Work required: Locate the line that contains "Check that each instance of the man's ear" in the entries below. Retype it and all following lines through the final one, character for character.

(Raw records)
⁂

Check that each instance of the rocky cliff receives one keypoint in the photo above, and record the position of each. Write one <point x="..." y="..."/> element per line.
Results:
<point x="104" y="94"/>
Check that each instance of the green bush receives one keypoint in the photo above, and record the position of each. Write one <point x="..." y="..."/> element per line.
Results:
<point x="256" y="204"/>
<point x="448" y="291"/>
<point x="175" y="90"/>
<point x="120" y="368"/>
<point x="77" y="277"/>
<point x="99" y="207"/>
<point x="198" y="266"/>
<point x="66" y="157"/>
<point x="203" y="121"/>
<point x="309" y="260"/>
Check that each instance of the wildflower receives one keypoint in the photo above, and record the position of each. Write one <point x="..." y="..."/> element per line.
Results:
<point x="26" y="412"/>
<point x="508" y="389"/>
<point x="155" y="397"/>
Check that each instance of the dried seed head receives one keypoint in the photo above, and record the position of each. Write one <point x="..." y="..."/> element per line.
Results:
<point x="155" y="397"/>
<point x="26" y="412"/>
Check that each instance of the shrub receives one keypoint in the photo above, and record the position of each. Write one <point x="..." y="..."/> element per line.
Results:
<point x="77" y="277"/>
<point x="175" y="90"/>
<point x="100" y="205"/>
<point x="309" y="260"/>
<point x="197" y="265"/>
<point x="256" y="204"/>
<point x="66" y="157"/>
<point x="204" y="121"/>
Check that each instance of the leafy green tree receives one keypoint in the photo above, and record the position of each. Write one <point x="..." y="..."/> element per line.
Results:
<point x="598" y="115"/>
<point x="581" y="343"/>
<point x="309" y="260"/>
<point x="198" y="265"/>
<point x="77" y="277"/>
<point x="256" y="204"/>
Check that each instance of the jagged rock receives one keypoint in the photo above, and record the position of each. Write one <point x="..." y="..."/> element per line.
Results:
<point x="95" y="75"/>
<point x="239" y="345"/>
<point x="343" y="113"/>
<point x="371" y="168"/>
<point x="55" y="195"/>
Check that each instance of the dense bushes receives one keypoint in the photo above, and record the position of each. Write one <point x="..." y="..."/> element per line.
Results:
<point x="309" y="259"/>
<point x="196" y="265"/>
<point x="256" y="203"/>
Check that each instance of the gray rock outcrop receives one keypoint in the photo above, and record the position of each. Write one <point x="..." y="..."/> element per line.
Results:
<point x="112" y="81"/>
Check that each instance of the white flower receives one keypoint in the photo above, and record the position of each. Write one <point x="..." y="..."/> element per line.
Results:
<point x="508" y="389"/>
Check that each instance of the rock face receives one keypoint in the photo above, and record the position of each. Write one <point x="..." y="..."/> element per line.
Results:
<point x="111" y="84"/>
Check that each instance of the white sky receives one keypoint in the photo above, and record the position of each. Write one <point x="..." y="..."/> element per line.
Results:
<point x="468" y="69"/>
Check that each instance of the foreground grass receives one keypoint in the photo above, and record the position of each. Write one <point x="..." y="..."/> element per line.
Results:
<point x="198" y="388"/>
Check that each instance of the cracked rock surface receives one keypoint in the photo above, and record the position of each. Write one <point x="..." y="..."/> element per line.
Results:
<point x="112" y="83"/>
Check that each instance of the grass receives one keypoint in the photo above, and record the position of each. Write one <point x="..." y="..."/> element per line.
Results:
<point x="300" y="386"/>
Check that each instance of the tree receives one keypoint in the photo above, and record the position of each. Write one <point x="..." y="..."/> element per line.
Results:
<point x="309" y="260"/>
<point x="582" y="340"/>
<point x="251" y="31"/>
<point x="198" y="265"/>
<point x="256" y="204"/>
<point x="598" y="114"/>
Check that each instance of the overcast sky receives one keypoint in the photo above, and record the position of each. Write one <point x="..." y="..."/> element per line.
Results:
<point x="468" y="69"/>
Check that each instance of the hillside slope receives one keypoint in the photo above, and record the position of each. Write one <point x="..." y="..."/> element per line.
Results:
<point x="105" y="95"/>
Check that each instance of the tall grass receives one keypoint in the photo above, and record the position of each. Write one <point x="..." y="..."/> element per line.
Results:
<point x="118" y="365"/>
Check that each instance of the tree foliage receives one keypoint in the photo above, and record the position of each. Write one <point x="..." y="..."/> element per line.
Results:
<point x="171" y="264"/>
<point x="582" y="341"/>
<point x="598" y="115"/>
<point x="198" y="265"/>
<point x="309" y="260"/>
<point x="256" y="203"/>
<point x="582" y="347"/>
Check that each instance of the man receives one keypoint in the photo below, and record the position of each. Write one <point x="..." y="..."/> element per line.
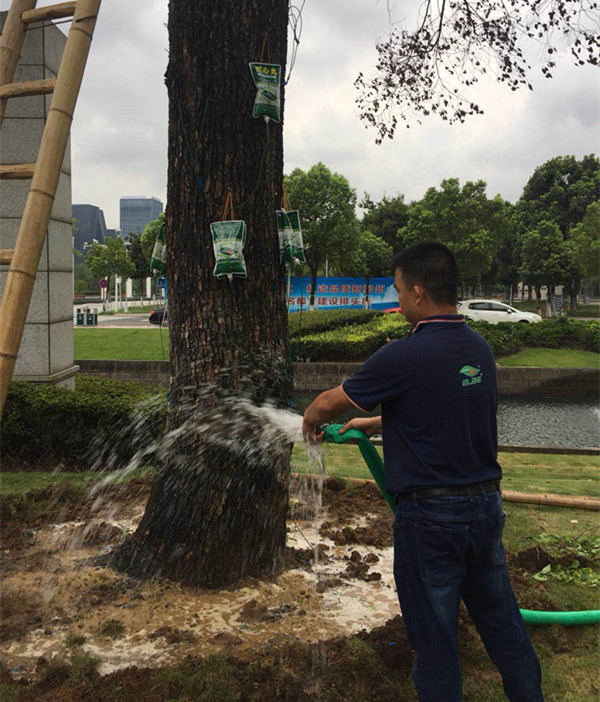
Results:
<point x="438" y="395"/>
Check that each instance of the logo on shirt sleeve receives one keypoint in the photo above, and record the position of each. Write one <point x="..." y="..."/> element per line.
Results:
<point x="474" y="375"/>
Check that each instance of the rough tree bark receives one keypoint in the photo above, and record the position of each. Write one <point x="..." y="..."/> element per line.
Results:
<point x="216" y="517"/>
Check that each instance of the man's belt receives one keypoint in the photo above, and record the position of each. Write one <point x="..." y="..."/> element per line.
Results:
<point x="451" y="491"/>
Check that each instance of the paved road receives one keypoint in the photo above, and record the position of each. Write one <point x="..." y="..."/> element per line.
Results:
<point x="120" y="320"/>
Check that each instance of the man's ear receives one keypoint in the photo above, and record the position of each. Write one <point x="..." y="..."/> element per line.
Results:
<point x="419" y="293"/>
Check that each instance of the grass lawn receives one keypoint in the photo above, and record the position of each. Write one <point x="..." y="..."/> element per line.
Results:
<point x="553" y="358"/>
<point x="121" y="344"/>
<point x="145" y="309"/>
<point x="19" y="483"/>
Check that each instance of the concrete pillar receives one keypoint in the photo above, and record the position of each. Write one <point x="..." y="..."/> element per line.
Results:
<point x="46" y="353"/>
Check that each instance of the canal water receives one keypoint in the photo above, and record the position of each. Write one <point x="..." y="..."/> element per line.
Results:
<point x="546" y="422"/>
<point x="528" y="421"/>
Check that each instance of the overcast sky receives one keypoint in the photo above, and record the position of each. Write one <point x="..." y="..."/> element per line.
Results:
<point x="119" y="139"/>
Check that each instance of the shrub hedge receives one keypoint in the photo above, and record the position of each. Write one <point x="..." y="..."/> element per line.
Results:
<point x="355" y="342"/>
<point x="57" y="425"/>
<point x="316" y="321"/>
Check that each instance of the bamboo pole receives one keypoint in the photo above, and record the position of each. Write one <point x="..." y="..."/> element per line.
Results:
<point x="27" y="88"/>
<point x="50" y="12"/>
<point x="11" y="44"/>
<point x="17" y="171"/>
<point x="34" y="224"/>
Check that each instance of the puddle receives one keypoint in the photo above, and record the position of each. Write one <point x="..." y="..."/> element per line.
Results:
<point x="54" y="588"/>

⁂

Result:
Check that each instance of the man's ear receives one keypoint in the photo above, and record the position of each. Write one <point x="..." y="..."/> element per line.
Results:
<point x="419" y="293"/>
Check that each instance of the grass lawn receives one keypoint in the photo above, and record the position of each. Write one <point x="..." y="..."/> element per line.
Results:
<point x="553" y="358"/>
<point x="121" y="344"/>
<point x="145" y="309"/>
<point x="19" y="483"/>
Check that each instance of the concrete pillar receives one keypoint in the photo above, and record the position of each. Write one <point x="..." y="..."/> element per line.
Results:
<point x="46" y="353"/>
Check that each instance of the canal water receives one keypoint in the photo above, and record the position of each. Write one <point x="..." y="..."/> element per line.
Results:
<point x="546" y="422"/>
<point x="528" y="421"/>
Check that each instance of the overcast sky receives one keypoint in the photo above, and record the position of each. Write one <point x="..." y="..."/> element per line.
Results:
<point x="119" y="139"/>
Check that each instance of the shrub hedge receives one keypoint in the photo above, and record the position of each. Write one <point x="..." y="..."/> element per line.
Results:
<point x="355" y="342"/>
<point x="57" y="425"/>
<point x="316" y="321"/>
Check that each instance of the bamboo pole receives one keypoint in the photo above, and record the position of each. Write one <point x="..." y="..."/> element per line.
Results:
<point x="27" y="88"/>
<point x="50" y="12"/>
<point x="11" y="44"/>
<point x="17" y="171"/>
<point x="34" y="224"/>
Check that each instance of the puddle receives one keypoint in the photo above, and record the position of each. Write one <point x="..." y="..."/> element per line.
Results:
<point x="54" y="588"/>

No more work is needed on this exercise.